→ **Verilen Metin**:
--------------------------------------------------
Fatih'e Kılavuz Olan Nasihatler

Sultan 2. Murad Han'ın küçük yaşta tahta oturttuğu Fatih Sultan Mehmet'e yaptığı tâ­rihî na­si­hati...

Varna muhârebesini âdeta oğlu 2. Mehmed’in tâyin ettiği bir başkumandan sıfatıyla kazanan 2. Murad, zaferin ardından Edirne’ye döndü. Bir sene sonra tekrar saltanattan ferâgat ederek yine Manisa’daki uzletgâhına çekildi. Ancak başta 2. Mehmed ve diğer devlet ricâlinin ısrârı üzerine üçüncü defa devletin başına geçmek zorunda kaldı.

FATİH'İN BABASI II. MURAD'A MEKTUBU

II. Murad Hân’ın, oğlu 2. Mehmed’i ısrarla tahta geçirmesindeki sebeplerden biri de, onda gördüğü büyük istîdatlardır. Zira Şehzâde Mehmed, henüz çocuk denilecek yaşlarda iken, olgun yaşlardaki bâzı insanların bile akledemeyeceği şeyleri düşünür, yapar ve babasına çok derûnî sualler sorardı. Nitekim bir seferinde sarayın bahçesinde oynarken babasını görmüş ve birden oyunu bırakarak onun yanına koşmuştu. Hâl ve hatırını sorduktan sonra da şöyle konuşmuştu:

“–Ey benim devletlü babam! Ne hikmettir ki, sırtınızdaki onca ağır yük ve eziyete rağmen, sizde, diğer ihtiyarlardaki gibi yaşlılık alâmetlerine rastlamış değilim. Siz, diğer insanlar gibi yaşlandınız, fakat eğilip bükülmediniz ve kamburlaşmadınız. Her türlü zahmet ve sıkıntıya rağmen genç yaştaki zindelik, kahramanlık ve yiğitlikle beraber akıl ve irâdenizi yerli yerinde kullanmaktasınız.
--------------------------------------------------
→ **Yapılacaklar**:
• a. Kayıtlarda "grassy" sözcüğünü içeren kaç satır olduğunu belirtin ve yalnızca sayıyı yazın. Büyük-küçük harf ayrımı gözetilir.
• b. Fatih'e verilen nasihatleri anlatan metni, son cümlesinden sonra kaldığı yerden sürdürün.

→ **Veri Kesiti**:
--------------------------------------------------
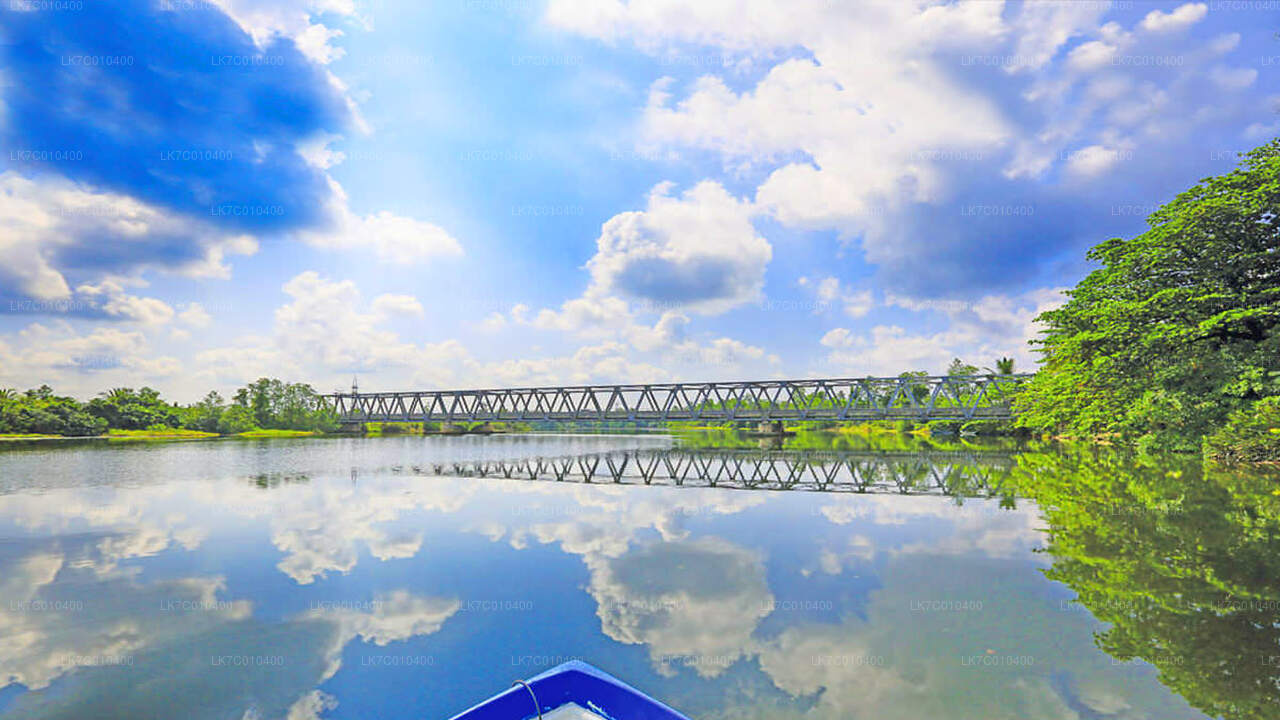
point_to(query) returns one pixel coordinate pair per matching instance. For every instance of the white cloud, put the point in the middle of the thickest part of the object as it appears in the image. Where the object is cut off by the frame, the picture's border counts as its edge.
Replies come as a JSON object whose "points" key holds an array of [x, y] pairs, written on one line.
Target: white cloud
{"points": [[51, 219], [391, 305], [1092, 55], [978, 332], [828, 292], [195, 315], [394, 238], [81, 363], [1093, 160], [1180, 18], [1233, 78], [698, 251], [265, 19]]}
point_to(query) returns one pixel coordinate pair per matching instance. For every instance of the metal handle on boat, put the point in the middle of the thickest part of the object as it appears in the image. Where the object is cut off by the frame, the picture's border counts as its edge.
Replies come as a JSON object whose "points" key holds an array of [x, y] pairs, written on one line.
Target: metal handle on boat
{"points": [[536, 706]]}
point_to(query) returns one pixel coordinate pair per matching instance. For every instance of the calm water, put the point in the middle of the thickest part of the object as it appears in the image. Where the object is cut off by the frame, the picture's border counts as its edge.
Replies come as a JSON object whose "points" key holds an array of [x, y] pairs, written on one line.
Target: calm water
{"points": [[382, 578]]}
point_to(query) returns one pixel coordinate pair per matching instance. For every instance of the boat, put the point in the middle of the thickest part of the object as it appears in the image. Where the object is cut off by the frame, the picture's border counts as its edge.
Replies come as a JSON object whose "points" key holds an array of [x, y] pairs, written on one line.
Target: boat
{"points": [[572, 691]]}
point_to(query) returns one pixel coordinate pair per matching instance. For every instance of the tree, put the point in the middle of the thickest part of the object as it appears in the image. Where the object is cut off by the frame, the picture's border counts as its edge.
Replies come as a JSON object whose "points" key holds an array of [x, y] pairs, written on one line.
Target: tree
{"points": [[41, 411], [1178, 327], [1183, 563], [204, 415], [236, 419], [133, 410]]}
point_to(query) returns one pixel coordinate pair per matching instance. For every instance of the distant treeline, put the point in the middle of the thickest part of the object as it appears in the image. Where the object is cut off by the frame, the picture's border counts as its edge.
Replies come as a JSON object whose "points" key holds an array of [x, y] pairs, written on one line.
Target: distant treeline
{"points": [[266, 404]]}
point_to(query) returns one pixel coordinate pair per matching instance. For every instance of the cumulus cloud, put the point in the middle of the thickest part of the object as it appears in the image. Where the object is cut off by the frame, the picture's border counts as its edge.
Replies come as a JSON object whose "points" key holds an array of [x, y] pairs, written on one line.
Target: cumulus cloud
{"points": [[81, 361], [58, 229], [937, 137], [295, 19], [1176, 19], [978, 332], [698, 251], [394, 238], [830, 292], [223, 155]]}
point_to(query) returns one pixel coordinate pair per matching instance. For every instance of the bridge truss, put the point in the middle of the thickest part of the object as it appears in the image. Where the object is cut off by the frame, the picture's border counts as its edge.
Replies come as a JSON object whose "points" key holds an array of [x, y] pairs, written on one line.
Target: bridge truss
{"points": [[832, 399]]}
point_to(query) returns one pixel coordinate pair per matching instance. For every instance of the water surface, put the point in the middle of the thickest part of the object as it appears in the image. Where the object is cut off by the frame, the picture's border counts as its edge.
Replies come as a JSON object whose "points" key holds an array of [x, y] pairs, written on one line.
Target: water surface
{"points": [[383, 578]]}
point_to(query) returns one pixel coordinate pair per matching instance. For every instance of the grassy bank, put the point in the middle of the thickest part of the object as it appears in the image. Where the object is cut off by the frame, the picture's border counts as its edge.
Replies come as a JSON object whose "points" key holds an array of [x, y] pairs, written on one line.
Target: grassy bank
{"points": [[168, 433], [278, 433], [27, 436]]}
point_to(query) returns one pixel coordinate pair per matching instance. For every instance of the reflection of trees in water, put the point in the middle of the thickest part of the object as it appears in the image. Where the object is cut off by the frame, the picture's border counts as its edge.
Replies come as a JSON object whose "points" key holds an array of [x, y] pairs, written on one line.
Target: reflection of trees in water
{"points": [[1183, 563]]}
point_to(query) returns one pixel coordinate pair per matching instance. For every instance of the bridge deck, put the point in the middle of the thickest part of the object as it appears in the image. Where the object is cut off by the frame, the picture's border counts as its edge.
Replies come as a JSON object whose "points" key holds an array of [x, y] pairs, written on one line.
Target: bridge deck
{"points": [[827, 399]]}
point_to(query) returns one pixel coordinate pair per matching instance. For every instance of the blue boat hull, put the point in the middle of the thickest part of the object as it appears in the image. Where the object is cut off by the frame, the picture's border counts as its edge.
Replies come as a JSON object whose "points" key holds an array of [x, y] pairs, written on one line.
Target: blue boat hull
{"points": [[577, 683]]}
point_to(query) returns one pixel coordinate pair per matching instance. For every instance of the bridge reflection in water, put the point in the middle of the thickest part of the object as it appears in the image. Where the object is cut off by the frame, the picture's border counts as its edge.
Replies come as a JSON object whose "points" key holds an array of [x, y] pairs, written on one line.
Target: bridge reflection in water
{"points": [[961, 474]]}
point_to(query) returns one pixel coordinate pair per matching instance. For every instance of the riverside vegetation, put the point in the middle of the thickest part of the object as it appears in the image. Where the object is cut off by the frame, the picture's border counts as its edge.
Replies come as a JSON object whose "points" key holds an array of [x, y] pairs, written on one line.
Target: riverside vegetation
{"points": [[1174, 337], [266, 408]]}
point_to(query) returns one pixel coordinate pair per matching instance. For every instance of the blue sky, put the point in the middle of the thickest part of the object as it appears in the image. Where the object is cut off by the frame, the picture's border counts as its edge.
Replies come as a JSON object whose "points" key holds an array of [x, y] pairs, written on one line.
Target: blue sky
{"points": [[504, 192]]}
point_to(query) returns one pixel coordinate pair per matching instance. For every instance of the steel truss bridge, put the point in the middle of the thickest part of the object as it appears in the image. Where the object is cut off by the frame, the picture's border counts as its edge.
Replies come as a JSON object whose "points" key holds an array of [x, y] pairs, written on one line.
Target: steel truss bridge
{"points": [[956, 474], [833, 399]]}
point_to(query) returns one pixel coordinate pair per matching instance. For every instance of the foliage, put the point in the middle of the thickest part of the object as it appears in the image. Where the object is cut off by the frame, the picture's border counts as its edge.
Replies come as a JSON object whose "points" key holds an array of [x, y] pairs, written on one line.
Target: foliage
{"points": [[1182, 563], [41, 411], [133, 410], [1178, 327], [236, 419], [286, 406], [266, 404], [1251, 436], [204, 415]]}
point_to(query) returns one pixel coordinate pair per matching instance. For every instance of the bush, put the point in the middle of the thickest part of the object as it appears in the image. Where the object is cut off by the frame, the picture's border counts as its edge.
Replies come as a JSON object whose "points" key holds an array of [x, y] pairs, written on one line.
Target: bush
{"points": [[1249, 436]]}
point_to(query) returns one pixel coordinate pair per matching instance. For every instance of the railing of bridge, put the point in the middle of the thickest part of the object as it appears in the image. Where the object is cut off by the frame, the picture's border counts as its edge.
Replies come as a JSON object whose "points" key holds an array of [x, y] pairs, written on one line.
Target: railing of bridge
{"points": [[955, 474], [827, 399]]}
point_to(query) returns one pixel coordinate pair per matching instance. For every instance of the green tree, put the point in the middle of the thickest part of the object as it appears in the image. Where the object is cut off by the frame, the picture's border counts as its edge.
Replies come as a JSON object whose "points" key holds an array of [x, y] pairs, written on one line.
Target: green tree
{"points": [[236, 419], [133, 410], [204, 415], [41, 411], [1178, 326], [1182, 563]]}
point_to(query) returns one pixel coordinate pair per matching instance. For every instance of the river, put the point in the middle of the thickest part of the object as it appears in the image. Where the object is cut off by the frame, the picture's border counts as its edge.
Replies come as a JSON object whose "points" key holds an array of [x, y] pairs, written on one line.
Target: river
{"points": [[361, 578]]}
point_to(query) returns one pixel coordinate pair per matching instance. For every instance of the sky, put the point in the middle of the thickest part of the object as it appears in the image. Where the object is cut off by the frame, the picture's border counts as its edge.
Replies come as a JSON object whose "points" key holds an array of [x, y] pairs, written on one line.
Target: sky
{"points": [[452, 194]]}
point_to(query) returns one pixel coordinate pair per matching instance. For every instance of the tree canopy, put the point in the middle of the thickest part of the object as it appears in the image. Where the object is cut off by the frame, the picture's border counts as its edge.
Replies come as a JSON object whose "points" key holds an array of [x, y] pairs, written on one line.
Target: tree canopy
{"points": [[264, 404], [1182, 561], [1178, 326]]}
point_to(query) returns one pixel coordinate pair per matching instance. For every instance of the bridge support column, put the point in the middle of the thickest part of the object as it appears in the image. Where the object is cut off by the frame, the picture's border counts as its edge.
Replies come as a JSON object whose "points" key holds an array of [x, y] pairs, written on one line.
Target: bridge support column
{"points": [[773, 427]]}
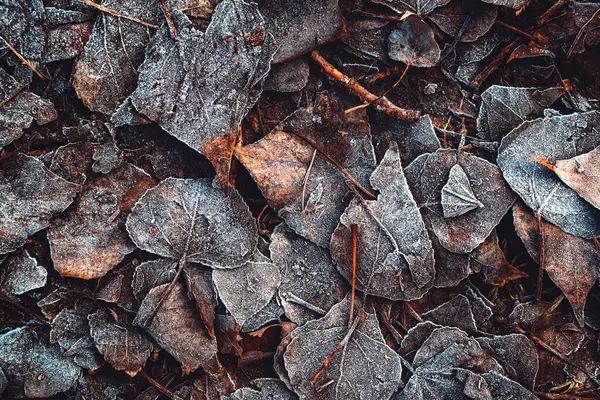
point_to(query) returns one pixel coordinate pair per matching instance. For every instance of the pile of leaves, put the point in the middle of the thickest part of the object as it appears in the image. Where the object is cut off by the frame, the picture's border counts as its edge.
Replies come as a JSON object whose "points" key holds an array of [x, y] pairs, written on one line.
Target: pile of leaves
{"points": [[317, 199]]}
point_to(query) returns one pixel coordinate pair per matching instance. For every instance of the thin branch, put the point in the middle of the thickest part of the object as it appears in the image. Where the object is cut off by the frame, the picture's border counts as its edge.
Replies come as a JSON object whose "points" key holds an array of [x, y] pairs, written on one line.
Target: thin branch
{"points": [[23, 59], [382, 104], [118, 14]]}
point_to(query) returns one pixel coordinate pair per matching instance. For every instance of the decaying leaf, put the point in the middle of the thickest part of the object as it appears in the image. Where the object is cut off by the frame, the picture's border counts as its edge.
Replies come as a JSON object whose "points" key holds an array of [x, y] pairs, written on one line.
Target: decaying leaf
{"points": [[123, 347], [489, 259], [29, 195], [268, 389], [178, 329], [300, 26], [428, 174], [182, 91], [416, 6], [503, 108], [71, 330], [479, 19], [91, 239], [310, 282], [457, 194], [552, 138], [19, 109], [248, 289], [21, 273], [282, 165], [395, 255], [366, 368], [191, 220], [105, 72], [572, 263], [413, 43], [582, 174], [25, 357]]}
--------------------------------------------------
→ **Görev Yanıtları**:
• a. 2

• b.
Bir bakıyorum, cenk meydanlarında muzaffer bir kumandansınız; bir bakıyorum, ilim meclislerinde derin bir üstadsınız; bir bakıyorum, halka hizmet eden samîmî, içli bir dervişsiniz!.. Geceniz gündüzünüz yok! Bütün bunlara fidan gibi boyunuzu eğriltmeden, rûhunuzu yıpratmadan nasıl tâkat getirebiliyorsunuz?

Bu nasıl iştir baba?!. Zihnin sürekli meşgûliyeti insanı eritip bitirirken sizde bir değişiklik meydana getirememiş, huzur hâlinizi bozamamış!.. Sahip olduğunuz müstesnâ karakter için ne tür bir ilâç, üstün aklınız için ne tür bir şurup kullanıyorsunuz? Lûtfedip bunları bana öğretir misiniz? Tâ ki ben de sizin yolunuzca yürüyeyim...”

Sultan 2. Murad Han, küçük yaştaki çocuğundan hiç beklemediği bu sualler karşısında hayrete düşmekle beraber gâyet memnun kalarak şu tâ­rihî na­si­hatte bulundu:

II. MURAD'IN FATİH SULTAN MEHMET'E NASİHATİ

“–Ey benim sevgili oğlum! Beni mesrûr eyledin. Kâinâtın ve bütün varlıkların kulluk eylediği yüce Rabbim, sana vermiş olduğu üstün meziyetleri ziyâdeleştirsin. Böyle büyük ve geniş me­se­lelerin araştırılması düşüncesini devam ettirsin.

Ey oğlum! Kim ne derse desin, ben, hayatlarını doğruluk üzere geçirenlerin, bu dün­yadan ayrıldıkları zaman âhi­ret âleminin o hayâle sığmayan sonsuz nîmetlerine kavuşacaklarına inanıyorum. Bu inancımda en ufak bir şüphem yoktur. Bunun için yüce Allâh’ıma karşı yaptığım ibadetleri, en samîmî bir şekilde cân u gönülden yaparım. Ben bu çile ve ıztıraplar dün­yasında çektiklerimin karşılıklarının, Allah tarafından, gelecek başka bir âlemde verileceğine inanıyor ve her hususta O’na ilticâ ediyorum. Ayrıca O’nun takdîrinin, yani kaderinin benim için büyük bir safâ olduğunu düşünüyorum.

HER SÖYLENENE İNANMAKTAN UZAK DUR

Ey oğlum! Her söylenene inanıp aldanmaktan uzak durmak, her ayrı durumun içyüzünü öğrenip düşünmek ve kendi hakîkî gerçeğine yaklaşmak gerek!..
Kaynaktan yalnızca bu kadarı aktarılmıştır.